• _What is needed_
Rewrite the lines from the one containing "Expected: one point per instance of the player's shorts" through the last line, substituting "cloudless sky" for "clear blue sky" and leaving everything else unchanged. Leave the pictures out of your answer.

(Entries from a pointing dataset)
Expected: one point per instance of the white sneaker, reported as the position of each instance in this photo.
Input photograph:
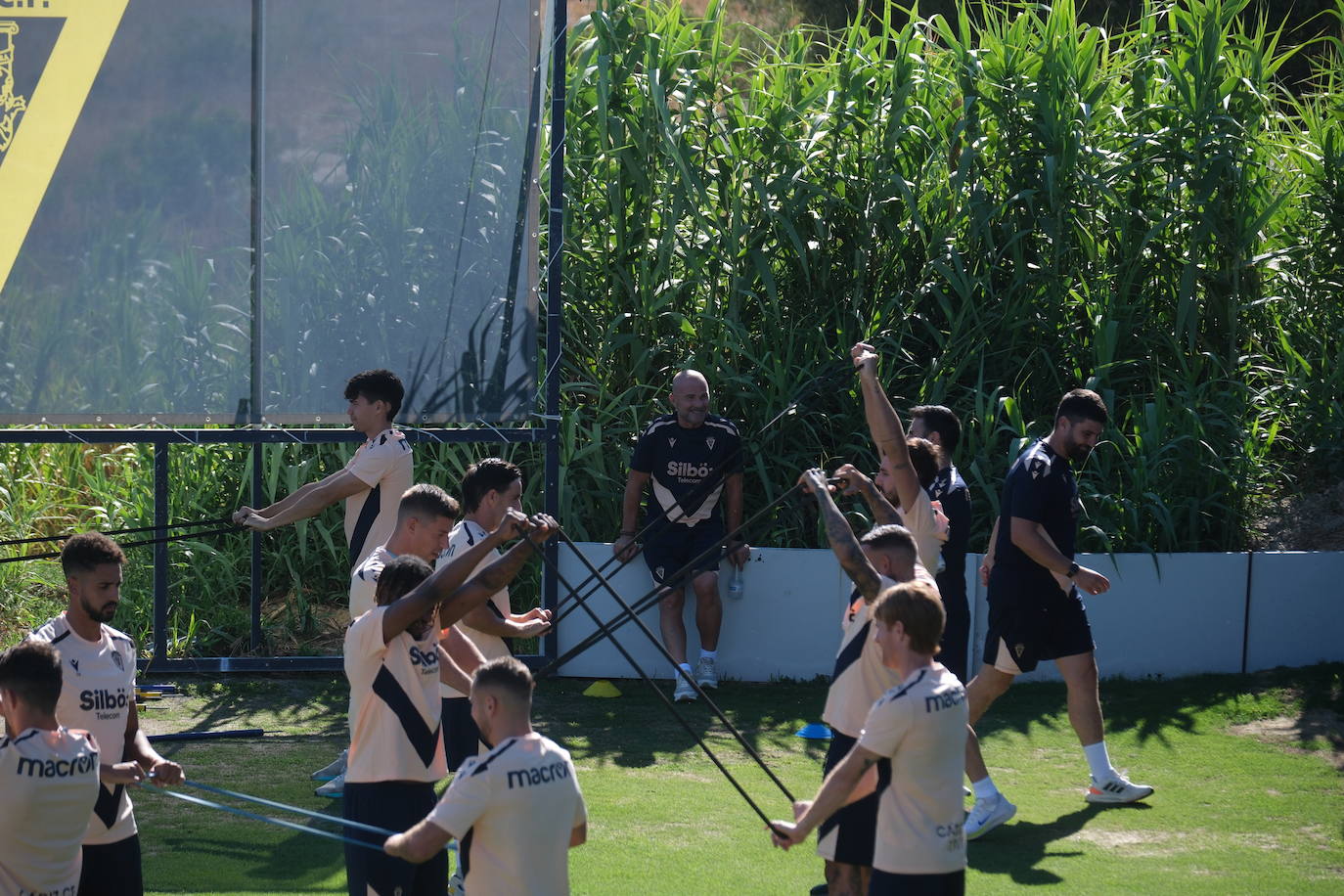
(334, 788)
(706, 673)
(987, 814)
(1116, 790)
(334, 770)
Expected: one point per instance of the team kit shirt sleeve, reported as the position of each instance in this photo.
(859, 676)
(509, 810)
(363, 580)
(687, 467)
(461, 539)
(383, 464)
(49, 781)
(394, 707)
(919, 729)
(97, 692)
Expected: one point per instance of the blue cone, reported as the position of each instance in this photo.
(816, 731)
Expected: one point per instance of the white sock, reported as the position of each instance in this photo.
(984, 788)
(1098, 760)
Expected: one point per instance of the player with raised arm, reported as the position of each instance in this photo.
(98, 694)
(516, 809)
(913, 738)
(1035, 610)
(371, 484)
(394, 664)
(882, 558)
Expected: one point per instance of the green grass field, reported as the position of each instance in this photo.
(1249, 798)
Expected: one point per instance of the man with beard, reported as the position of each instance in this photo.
(98, 696)
(1032, 617)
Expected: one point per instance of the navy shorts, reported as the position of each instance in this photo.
(1031, 619)
(850, 834)
(671, 547)
(112, 870)
(887, 884)
(395, 805)
(461, 738)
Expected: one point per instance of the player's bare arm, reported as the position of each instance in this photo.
(1031, 540)
(879, 508)
(884, 426)
(420, 844)
(836, 791)
(304, 503)
(453, 605)
(446, 579)
(625, 547)
(840, 536)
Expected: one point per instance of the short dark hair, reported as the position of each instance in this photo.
(924, 457)
(482, 477)
(941, 421)
(891, 538)
(399, 576)
(87, 550)
(1082, 405)
(378, 385)
(509, 675)
(917, 606)
(32, 670)
(426, 501)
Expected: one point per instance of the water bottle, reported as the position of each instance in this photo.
(736, 583)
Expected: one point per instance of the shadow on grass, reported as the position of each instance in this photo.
(1019, 846)
(1148, 707)
(637, 730)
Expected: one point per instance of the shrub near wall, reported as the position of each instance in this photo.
(1008, 205)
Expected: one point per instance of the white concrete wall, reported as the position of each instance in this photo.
(1170, 614)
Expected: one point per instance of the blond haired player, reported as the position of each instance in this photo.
(516, 810)
(98, 694)
(915, 737)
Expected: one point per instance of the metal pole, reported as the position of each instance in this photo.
(161, 551)
(258, 280)
(554, 297)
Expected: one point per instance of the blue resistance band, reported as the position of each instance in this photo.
(244, 813)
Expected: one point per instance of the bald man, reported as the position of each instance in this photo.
(693, 460)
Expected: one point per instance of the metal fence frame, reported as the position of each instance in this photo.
(257, 434)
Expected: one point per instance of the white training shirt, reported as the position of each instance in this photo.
(513, 810)
(461, 539)
(923, 525)
(859, 677)
(97, 694)
(49, 781)
(394, 705)
(920, 730)
(383, 464)
(363, 580)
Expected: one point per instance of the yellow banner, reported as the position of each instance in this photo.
(36, 119)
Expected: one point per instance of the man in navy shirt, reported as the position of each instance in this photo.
(693, 463)
(941, 426)
(1035, 611)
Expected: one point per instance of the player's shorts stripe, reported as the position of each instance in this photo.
(423, 739)
(367, 516)
(108, 805)
(851, 651)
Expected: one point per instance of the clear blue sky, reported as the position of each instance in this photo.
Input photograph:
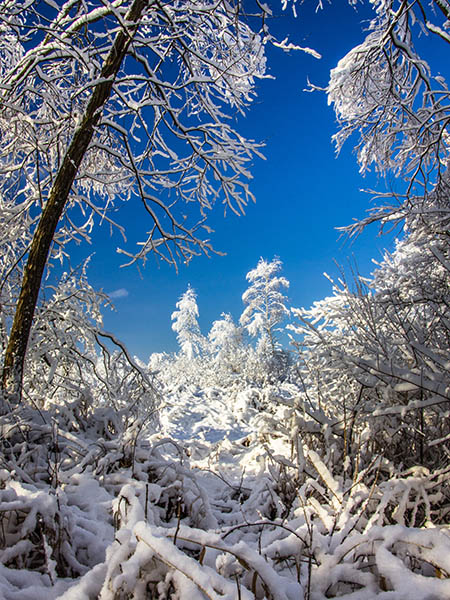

• _The reply_
Expected: one point per instance of the player's shorts stripe, reported as the position of each instance in this photo.
(423, 739)
(367, 516)
(108, 805)
(851, 651)
Expected: one point per instance of the cloudless sky, reported as the position of each instance in this photo.
Input photograph:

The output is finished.